### TASK PROMPT
Please give every record below again exactly, and keep the pictures out.

====== DATA FOR ANALYSIS

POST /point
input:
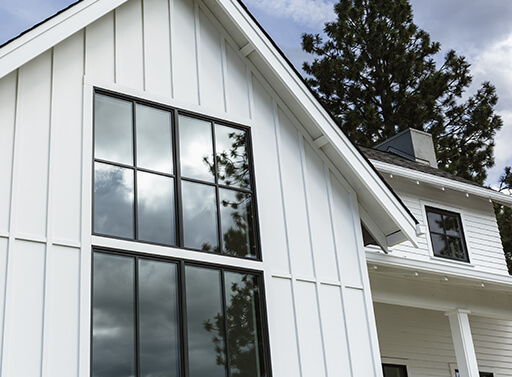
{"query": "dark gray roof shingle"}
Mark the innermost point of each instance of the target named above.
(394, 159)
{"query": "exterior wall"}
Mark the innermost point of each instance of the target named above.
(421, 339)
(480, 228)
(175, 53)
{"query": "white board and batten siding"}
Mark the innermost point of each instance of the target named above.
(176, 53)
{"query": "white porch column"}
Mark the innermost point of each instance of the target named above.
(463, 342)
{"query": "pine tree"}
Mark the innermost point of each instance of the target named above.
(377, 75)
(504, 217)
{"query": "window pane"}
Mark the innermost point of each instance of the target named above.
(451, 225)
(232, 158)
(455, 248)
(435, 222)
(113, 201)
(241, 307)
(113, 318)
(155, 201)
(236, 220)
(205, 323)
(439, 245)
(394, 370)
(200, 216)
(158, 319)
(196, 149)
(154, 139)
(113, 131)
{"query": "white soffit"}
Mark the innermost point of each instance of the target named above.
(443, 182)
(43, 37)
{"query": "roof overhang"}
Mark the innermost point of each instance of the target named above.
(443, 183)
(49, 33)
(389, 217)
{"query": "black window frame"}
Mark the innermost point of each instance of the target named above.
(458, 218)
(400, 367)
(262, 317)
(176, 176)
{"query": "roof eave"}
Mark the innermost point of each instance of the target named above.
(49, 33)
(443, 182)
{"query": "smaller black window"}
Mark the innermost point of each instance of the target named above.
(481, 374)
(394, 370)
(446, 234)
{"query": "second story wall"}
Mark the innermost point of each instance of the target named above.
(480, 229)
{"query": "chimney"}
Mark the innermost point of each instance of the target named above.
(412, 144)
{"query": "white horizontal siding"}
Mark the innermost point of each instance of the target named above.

============

### ANSWER SECTION
POST /point
input:
{"query": "dark gray roof shingle"}
Mark the innermost point of each instance of the target named above.
(394, 159)
{"query": "exterior wall"}
Mark the innermost point of each instance of the target named above.
(421, 339)
(480, 228)
(175, 53)
{"query": "white board and batten siding"}
Mark the innermost point of each instance of the target named above.
(176, 53)
{"query": "white porch column"}
Mark the innermost point of each instance of the target named above.
(463, 342)
{"query": "pine tree"}
Mark the innermost point of each instance of the target named above.
(377, 75)
(504, 217)
{"query": "window pane"}
Mark the innermost point of each instance of the target named above.
(451, 225)
(232, 158)
(455, 248)
(435, 222)
(113, 201)
(241, 307)
(113, 318)
(155, 201)
(236, 220)
(205, 323)
(439, 245)
(394, 370)
(200, 216)
(158, 319)
(196, 149)
(154, 139)
(113, 131)
{"query": "white soffit"}
Mark the innermost point of each instance of the target named above.
(443, 182)
(43, 37)
{"query": "roof overhang"}
Mark the innermost point of each instance of the target named above.
(443, 183)
(49, 33)
(389, 217)
{"query": "black window frame"}
Mark the innermost point of each instance of the target named above.
(458, 218)
(400, 367)
(262, 317)
(176, 176)
{"query": "roof eave"}
Mark the innermost point of each instance of the target named above.
(49, 33)
(443, 182)
{"query": "smaller black window"}
Mark the innermost point of each instance of the target named above.
(481, 374)
(394, 370)
(446, 234)
{"query": "second story wall"}
Mark the innermost point of each instance of the target named above.
(480, 229)
{"query": "chimney"}
Mark the innermost point of each instance of the target named above.
(412, 144)
{"query": "white horizontal siding"}
Mark the innermost point of each instance of the target named above.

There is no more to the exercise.